Recorded data

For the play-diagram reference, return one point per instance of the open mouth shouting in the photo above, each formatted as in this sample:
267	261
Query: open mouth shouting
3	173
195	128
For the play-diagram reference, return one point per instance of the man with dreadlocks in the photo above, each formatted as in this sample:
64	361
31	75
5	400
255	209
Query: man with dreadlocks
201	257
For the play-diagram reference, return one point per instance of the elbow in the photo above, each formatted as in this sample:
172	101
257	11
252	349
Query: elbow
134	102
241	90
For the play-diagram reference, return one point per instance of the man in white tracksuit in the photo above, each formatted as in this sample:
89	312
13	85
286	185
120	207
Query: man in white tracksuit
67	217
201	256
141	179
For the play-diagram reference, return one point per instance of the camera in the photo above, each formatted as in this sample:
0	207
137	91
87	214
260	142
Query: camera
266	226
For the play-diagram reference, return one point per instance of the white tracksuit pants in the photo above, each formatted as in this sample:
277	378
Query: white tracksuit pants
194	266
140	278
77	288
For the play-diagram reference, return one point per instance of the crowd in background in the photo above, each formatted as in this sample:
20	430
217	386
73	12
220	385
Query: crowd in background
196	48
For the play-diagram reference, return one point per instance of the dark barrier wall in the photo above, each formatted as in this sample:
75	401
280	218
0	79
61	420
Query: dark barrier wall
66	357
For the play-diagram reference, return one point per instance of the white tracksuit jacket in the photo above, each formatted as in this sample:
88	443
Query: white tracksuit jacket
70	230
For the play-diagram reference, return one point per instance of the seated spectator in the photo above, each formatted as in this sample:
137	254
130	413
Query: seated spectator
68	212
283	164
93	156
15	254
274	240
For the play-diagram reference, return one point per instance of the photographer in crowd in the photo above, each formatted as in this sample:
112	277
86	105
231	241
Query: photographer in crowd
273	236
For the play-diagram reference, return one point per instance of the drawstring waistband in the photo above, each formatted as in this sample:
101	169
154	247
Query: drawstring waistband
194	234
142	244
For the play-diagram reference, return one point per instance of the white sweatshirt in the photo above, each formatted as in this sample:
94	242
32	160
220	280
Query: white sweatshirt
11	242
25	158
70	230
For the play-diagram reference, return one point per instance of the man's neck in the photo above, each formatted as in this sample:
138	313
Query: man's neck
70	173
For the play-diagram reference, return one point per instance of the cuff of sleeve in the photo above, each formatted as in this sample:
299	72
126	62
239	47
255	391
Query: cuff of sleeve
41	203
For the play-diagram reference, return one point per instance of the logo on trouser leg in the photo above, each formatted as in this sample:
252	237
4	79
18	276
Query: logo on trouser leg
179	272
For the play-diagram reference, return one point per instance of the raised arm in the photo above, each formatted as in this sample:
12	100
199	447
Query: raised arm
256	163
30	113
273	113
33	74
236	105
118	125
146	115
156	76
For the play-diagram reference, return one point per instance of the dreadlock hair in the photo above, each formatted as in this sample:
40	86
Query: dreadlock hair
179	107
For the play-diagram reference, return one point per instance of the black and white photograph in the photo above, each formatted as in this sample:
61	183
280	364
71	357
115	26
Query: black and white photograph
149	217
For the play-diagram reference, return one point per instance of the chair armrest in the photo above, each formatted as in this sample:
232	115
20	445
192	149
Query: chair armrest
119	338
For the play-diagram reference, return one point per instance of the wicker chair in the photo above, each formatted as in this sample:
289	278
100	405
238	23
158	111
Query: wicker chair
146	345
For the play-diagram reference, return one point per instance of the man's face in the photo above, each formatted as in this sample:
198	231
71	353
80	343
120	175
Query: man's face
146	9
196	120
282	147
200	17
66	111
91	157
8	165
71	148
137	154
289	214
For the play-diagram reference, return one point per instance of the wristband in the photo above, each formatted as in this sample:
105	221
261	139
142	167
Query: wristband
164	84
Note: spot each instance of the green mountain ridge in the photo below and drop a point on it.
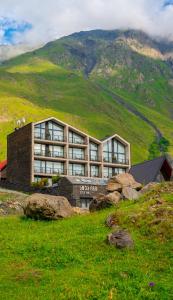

What the task asks:
Please copy, word for word, every line from the first line of the records through the line containing "the man with", with both of those lines included and nothing else.

Expected output:
For the play-diagram reference, return one point per instance of the open mouth shouting in the photo above, each formatted as in this sample:
267	261
Query: open mouth shouting
3	173
195	128
For the play-diagram reference, return one point per instance of the man with dreadlocks in the photo above, each formatted as in this sample:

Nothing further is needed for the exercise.